--- TASK TO COMPLETE ---
State how many lines in the records below contain the string "square", counting a line only when the letters match in case. Reply with the number alone.

--- START OF RECORDED INFORMATION ---

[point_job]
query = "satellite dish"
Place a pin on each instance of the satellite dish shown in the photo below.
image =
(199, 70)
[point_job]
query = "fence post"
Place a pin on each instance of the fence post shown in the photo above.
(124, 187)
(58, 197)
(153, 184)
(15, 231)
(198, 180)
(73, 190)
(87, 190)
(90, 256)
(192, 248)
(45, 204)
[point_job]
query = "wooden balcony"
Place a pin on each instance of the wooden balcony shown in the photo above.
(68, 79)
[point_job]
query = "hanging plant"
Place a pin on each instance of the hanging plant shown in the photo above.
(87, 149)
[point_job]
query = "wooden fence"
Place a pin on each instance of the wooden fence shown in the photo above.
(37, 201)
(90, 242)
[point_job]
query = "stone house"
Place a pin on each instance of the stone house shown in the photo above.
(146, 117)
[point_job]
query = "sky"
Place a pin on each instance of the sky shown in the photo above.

--- END OF RECORDED INFORMATION ---
--- START OF RECORDED INFORMATION ---

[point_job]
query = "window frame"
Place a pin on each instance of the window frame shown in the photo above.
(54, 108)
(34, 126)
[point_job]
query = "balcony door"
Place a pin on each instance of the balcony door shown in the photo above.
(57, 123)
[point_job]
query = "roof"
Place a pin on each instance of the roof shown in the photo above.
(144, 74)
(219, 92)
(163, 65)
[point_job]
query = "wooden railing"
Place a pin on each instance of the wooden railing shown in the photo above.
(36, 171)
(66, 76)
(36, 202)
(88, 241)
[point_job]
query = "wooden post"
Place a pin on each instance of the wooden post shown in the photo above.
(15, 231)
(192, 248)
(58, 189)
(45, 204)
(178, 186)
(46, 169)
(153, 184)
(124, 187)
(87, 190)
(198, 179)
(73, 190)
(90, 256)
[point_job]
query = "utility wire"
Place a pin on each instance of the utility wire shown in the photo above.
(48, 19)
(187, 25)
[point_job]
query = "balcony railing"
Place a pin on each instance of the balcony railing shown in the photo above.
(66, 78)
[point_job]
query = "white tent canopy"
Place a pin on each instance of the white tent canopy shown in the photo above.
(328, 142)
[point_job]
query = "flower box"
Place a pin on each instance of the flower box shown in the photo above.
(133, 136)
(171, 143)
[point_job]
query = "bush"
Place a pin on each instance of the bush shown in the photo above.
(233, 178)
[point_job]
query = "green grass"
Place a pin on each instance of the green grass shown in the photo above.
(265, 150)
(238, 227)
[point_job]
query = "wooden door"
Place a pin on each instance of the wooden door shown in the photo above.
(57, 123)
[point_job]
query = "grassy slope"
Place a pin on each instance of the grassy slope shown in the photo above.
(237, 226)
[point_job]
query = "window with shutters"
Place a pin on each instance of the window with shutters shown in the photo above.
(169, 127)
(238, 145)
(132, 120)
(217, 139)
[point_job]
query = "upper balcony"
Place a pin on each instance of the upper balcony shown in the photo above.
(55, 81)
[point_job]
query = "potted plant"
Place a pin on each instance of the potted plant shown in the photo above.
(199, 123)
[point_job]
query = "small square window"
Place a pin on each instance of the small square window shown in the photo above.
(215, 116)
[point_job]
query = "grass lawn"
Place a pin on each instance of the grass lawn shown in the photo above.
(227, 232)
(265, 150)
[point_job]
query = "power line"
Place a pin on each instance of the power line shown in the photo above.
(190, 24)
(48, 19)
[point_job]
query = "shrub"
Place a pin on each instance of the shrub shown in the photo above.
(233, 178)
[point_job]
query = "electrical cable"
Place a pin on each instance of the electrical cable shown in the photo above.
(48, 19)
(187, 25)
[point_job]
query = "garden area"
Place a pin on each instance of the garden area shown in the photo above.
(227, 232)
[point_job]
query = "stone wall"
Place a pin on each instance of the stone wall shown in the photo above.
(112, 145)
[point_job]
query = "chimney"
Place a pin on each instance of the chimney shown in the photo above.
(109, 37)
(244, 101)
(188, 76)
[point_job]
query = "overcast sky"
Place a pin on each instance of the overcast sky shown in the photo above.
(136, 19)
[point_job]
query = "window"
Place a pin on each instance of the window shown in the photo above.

--- END OF RECORDED INFORMATION ---

--- COMPLETED TASK ---
2